Wednesday, November 30, 2011

A Blunt Object

[Science] is an immensely good thing… but there exist also pathological forms of science that deprive man of all honor, when scientific capabilities are put at the service of power.

Values in a Time of Upheaval 26

Reflection – So I’m following up here on yesterday’s post, on Marxism and its ongoing presence in our world today in the form of a rejection of any existing order in creation in favor of whatever the most powerful person or group decree.
Here we see that the ideology of science is precisely that. Not the practice of science—to simply learn the principles by which the physical universe and living creatures operate is nothing but good. Indeed, there is an implicit giving of honor and glory to God in the scientific method—we take in the wisdom of the Creator by studying the detailed workings of his creation.
It is when the discoveries of science are put into practice by the powerful of the world without regard to the ethical demands of human dignity and freedom that we see the pathological form of science Ratzinger describes here. To harness the power of stem cells to treat and even cure hitherto devastating illnesses such as diabetes or Parkinson’s, or even to cure spinal cord injuries is manifestly a good thing.

PROVIDED MATERIAL:

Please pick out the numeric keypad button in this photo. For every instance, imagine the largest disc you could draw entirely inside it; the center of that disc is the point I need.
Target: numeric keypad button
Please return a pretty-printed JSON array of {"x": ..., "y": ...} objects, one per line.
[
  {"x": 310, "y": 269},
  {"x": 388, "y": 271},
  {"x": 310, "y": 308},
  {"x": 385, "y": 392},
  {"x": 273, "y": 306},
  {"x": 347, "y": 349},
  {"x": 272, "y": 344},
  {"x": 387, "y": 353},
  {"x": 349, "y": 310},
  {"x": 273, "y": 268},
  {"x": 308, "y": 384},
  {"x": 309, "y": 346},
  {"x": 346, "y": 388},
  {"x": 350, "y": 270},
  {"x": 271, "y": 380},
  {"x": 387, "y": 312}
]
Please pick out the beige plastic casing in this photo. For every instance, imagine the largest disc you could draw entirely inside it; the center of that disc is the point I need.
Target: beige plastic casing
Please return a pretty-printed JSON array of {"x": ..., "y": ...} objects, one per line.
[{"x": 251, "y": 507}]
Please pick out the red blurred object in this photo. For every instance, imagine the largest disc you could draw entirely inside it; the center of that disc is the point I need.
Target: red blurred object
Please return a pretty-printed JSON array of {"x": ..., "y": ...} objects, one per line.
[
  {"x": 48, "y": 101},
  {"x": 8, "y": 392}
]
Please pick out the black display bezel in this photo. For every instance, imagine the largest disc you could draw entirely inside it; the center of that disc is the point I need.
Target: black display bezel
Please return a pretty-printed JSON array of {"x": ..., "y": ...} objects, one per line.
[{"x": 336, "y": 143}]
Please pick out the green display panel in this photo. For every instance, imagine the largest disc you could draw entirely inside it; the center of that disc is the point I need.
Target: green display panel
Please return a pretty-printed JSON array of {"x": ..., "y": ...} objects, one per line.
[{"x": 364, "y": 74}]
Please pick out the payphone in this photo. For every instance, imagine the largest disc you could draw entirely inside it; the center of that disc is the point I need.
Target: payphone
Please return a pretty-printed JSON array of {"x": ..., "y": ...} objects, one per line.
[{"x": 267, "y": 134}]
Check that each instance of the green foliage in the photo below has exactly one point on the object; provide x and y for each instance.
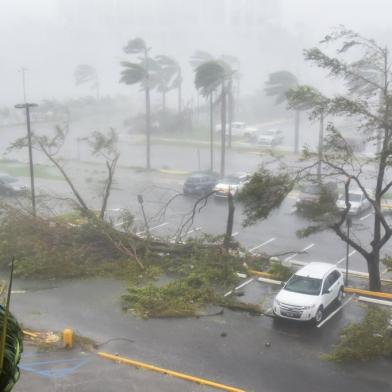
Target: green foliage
(264, 192)
(366, 340)
(13, 351)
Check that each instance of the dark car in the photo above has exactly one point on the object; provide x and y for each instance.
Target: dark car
(199, 184)
(11, 186)
(312, 193)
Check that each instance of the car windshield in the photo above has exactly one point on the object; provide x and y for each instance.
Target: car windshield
(230, 180)
(268, 133)
(351, 197)
(193, 180)
(304, 285)
(8, 179)
(312, 189)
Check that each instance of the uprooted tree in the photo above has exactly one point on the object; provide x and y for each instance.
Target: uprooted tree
(365, 68)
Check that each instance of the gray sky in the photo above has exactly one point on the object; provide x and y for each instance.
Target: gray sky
(51, 37)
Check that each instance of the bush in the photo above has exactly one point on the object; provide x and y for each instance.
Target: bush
(366, 340)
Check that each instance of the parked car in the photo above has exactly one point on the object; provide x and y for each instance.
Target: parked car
(238, 128)
(308, 293)
(313, 191)
(230, 184)
(199, 184)
(269, 137)
(11, 186)
(357, 199)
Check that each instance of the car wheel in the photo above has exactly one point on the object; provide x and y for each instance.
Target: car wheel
(340, 296)
(319, 315)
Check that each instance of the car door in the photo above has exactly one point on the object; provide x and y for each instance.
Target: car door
(331, 287)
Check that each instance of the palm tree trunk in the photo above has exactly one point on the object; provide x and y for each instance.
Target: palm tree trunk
(148, 129)
(223, 130)
(230, 221)
(163, 102)
(211, 132)
(180, 97)
(320, 146)
(296, 132)
(230, 109)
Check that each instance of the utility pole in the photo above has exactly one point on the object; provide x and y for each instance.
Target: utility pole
(27, 107)
(23, 70)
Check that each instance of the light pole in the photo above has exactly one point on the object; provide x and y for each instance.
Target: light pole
(140, 200)
(27, 107)
(348, 223)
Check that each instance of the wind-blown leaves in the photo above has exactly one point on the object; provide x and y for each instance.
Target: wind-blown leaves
(135, 46)
(264, 193)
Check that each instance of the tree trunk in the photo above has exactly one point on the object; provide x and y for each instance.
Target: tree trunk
(148, 129)
(180, 97)
(296, 132)
(223, 130)
(211, 132)
(230, 110)
(320, 146)
(230, 221)
(163, 102)
(373, 263)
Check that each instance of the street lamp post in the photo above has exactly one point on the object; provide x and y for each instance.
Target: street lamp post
(27, 107)
(348, 223)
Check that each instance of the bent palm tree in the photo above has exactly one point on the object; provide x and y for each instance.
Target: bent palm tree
(144, 73)
(210, 76)
(278, 84)
(171, 78)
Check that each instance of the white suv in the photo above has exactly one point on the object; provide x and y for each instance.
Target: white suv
(307, 294)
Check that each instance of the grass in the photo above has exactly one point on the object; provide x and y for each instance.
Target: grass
(369, 339)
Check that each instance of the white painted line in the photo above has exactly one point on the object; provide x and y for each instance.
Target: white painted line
(153, 228)
(375, 301)
(344, 258)
(334, 312)
(266, 280)
(264, 243)
(295, 254)
(238, 287)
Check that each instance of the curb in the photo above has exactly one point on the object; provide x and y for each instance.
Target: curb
(182, 376)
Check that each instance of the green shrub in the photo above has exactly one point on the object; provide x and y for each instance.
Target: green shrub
(366, 340)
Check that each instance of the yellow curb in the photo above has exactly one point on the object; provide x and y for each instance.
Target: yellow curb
(368, 293)
(172, 373)
(172, 171)
(259, 273)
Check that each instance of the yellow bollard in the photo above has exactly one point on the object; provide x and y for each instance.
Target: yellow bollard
(67, 338)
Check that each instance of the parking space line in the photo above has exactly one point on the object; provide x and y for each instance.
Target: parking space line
(153, 228)
(183, 376)
(239, 287)
(344, 258)
(264, 243)
(335, 311)
(295, 254)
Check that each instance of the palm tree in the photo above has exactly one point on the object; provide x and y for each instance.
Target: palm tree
(197, 59)
(85, 73)
(210, 76)
(145, 73)
(171, 78)
(278, 84)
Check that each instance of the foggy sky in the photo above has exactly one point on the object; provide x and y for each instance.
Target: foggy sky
(51, 37)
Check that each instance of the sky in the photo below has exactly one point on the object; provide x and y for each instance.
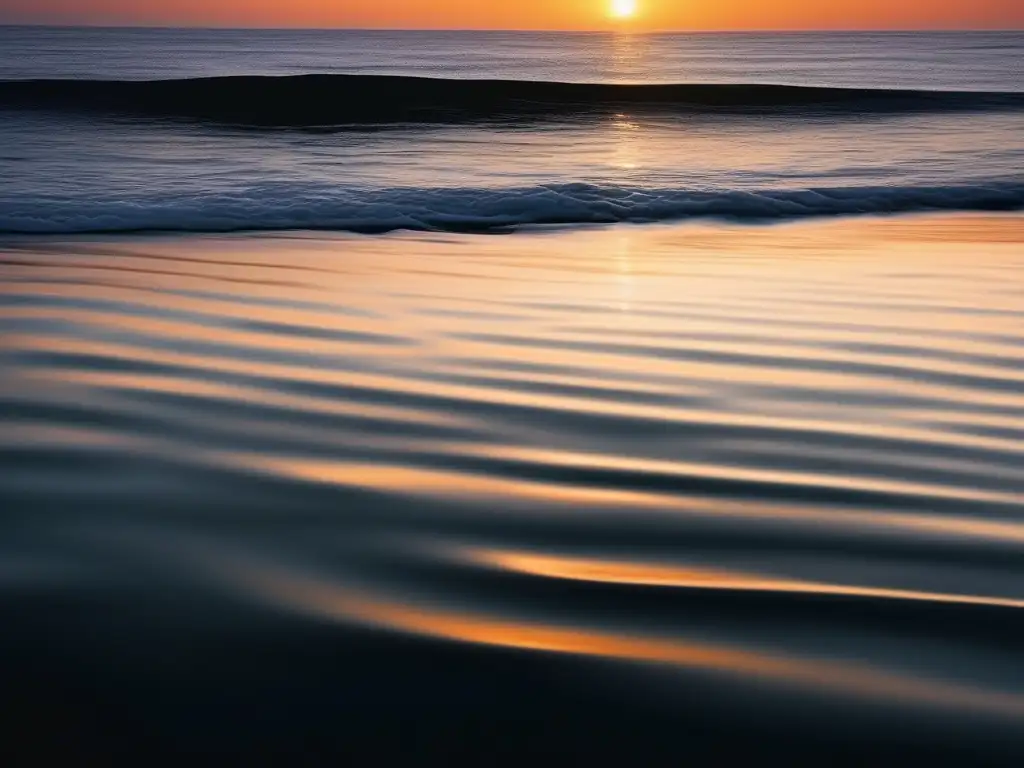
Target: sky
(555, 14)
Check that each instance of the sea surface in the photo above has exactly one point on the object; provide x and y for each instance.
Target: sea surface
(600, 399)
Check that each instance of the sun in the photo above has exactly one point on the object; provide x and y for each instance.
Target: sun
(623, 8)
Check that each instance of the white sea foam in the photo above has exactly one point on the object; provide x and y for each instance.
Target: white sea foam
(305, 206)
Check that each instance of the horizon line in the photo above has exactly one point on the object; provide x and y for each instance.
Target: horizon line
(611, 28)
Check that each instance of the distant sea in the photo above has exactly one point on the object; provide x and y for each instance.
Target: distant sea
(767, 155)
(714, 458)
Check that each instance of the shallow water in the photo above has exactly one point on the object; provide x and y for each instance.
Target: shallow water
(639, 495)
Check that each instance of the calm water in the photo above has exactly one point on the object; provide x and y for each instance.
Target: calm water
(483, 498)
(704, 492)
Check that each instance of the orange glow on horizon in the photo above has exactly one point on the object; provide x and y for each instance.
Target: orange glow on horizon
(568, 14)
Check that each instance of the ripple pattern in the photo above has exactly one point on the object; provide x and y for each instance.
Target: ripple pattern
(737, 460)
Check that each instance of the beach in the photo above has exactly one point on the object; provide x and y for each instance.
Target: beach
(587, 493)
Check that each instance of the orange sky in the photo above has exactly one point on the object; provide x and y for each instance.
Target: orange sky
(563, 14)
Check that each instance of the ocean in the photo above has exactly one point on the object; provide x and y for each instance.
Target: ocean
(466, 398)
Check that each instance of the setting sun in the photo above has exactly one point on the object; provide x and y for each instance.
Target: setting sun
(623, 8)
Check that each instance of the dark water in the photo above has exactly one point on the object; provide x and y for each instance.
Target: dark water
(378, 155)
(623, 497)
(708, 493)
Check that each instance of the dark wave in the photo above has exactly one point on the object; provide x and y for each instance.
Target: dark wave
(328, 99)
(307, 206)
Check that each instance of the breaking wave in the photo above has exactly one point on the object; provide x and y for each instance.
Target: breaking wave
(308, 206)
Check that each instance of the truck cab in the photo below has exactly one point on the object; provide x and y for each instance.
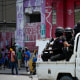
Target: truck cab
(59, 70)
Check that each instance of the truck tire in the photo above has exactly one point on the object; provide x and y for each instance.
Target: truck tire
(66, 78)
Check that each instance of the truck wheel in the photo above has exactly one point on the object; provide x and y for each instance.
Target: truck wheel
(66, 78)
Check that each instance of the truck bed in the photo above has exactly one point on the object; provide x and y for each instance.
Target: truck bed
(49, 70)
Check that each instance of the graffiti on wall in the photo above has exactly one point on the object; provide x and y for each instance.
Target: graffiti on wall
(5, 38)
(32, 32)
(20, 23)
(48, 15)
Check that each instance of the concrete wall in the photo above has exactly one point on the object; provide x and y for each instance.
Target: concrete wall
(8, 12)
(65, 15)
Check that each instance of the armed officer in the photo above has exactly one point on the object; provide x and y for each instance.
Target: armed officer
(70, 39)
(59, 45)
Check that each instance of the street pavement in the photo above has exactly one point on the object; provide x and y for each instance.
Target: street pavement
(5, 74)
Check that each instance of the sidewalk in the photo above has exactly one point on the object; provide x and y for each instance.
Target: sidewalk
(8, 71)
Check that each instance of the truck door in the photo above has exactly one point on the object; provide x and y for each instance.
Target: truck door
(78, 56)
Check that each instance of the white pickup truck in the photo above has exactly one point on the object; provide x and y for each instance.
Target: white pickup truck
(59, 70)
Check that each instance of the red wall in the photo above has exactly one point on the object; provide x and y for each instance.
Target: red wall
(6, 36)
(65, 15)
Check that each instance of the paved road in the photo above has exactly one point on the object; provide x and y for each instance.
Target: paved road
(16, 77)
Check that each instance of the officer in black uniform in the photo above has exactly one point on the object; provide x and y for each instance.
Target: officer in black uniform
(70, 39)
(58, 45)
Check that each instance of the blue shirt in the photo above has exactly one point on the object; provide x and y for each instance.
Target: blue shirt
(27, 53)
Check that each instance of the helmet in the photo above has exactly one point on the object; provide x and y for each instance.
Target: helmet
(59, 31)
(68, 32)
(68, 29)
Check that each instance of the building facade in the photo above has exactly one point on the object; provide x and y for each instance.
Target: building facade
(37, 19)
(7, 22)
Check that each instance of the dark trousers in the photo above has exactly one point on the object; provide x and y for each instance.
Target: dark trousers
(9, 63)
(14, 65)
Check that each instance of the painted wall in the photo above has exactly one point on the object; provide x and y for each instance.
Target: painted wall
(34, 4)
(5, 39)
(34, 31)
(65, 15)
(19, 36)
(32, 34)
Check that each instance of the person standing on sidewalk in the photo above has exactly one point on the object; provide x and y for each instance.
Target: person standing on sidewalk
(19, 56)
(9, 57)
(27, 57)
(13, 61)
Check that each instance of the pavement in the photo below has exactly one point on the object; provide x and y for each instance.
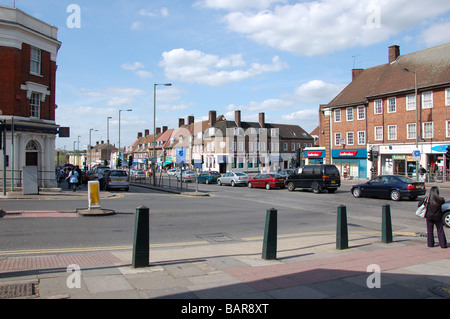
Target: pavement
(307, 266)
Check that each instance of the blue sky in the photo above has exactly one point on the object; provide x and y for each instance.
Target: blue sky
(281, 57)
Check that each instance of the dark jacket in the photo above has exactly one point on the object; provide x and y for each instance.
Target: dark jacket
(434, 211)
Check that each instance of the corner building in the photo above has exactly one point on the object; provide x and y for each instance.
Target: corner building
(28, 52)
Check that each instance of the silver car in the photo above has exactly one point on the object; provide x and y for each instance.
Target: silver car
(233, 179)
(116, 179)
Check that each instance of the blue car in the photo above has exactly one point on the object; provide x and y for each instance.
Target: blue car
(390, 186)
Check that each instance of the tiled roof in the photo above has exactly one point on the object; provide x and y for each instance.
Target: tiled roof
(431, 65)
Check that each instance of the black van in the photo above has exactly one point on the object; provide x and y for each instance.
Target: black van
(315, 177)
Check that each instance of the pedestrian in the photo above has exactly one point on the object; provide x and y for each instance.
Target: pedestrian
(434, 218)
(73, 179)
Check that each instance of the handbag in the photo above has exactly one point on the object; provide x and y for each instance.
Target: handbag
(422, 210)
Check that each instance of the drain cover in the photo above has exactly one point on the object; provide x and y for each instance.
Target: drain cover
(217, 237)
(441, 291)
(18, 290)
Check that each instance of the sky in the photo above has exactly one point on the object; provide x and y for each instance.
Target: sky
(280, 57)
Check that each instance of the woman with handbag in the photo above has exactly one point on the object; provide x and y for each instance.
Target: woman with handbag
(434, 218)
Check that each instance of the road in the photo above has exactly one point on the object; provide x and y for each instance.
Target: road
(228, 214)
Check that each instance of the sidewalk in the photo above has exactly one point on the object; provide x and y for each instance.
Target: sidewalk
(308, 266)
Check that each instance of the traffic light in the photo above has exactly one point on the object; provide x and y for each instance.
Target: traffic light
(130, 160)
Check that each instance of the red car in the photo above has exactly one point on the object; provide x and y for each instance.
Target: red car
(267, 180)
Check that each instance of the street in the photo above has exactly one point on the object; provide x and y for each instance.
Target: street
(228, 214)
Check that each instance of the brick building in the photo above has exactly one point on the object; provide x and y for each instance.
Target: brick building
(380, 112)
(28, 52)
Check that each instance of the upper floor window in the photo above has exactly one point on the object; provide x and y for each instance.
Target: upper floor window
(35, 105)
(392, 105)
(35, 61)
(378, 106)
(427, 100)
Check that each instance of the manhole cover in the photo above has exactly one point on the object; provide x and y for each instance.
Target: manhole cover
(18, 290)
(441, 291)
(217, 237)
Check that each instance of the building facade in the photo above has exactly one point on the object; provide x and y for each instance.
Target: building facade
(28, 52)
(389, 113)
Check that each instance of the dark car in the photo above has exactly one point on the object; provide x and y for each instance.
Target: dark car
(446, 217)
(316, 177)
(390, 186)
(267, 180)
(208, 177)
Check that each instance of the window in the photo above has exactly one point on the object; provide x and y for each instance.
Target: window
(392, 105)
(410, 102)
(361, 138)
(350, 138)
(337, 139)
(411, 131)
(427, 130)
(392, 132)
(378, 107)
(337, 115)
(427, 100)
(378, 133)
(35, 105)
(35, 61)
(361, 112)
(350, 114)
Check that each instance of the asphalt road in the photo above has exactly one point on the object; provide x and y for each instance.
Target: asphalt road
(227, 214)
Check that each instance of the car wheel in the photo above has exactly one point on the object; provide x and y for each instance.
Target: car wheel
(316, 188)
(291, 187)
(395, 195)
(356, 192)
(446, 219)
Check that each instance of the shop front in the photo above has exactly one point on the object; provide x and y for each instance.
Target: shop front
(351, 163)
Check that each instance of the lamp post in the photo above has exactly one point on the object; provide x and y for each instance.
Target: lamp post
(108, 155)
(154, 128)
(120, 111)
(417, 117)
(90, 147)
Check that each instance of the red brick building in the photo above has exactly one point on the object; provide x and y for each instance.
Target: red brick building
(28, 51)
(380, 112)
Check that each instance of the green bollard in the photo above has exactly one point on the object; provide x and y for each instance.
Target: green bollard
(270, 235)
(386, 225)
(342, 229)
(141, 246)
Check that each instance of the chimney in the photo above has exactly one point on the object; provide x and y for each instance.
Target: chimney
(212, 118)
(394, 53)
(237, 118)
(262, 120)
(356, 73)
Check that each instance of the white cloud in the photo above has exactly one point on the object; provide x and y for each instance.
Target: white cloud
(194, 66)
(324, 26)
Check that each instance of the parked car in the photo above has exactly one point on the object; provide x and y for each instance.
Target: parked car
(187, 176)
(233, 179)
(116, 179)
(315, 177)
(267, 180)
(138, 174)
(208, 177)
(390, 186)
(446, 217)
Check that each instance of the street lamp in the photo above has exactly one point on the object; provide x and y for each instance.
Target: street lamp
(154, 127)
(90, 147)
(417, 117)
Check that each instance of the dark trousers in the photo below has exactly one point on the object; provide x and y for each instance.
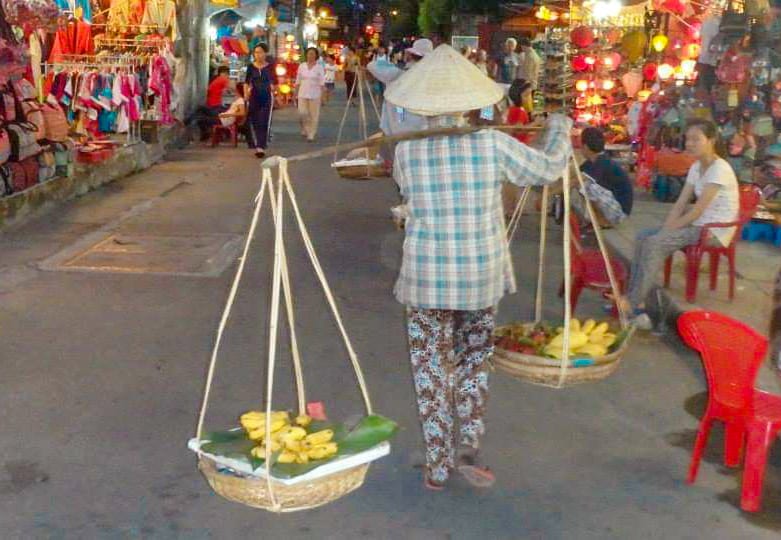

EXERCISE SET:
1. Summarize the post on science and power in two sentences.
2. Reproduce word for word everything in the post on science and power from "Values in a" down to "of his creation.".
The listing has no role in this work.

ANSWERS BY TASK:
1. The post follows up on a previous one about Marxism, which it describes as rejecting any existing order in creation in favor of whatever the most powerful person or group decree. It holds that the practice of science is good and even gives honor to God, but that science takes a pathological form when the powerful put its discoveries into practice without regard to human dignity and freedom.

2.
Values in a Time of Upheaval 26

Reflection – So I’m following up here on yesterday’s post, on Marxism and its ongoing presence in our world today in the form of a rejection of any existing order in creation in favor of whatever the most powerful person or group decree.
Here we see that the ideology of science is precisely that. Not the practice of science—to simply learn the principles by which the physical universe and living creatures operate is nothing but good. Indeed, there is an implicit giving of honor and glory to God in the scientific method—we take in the wisdom of the Creator by studying the detailed workings of his creation.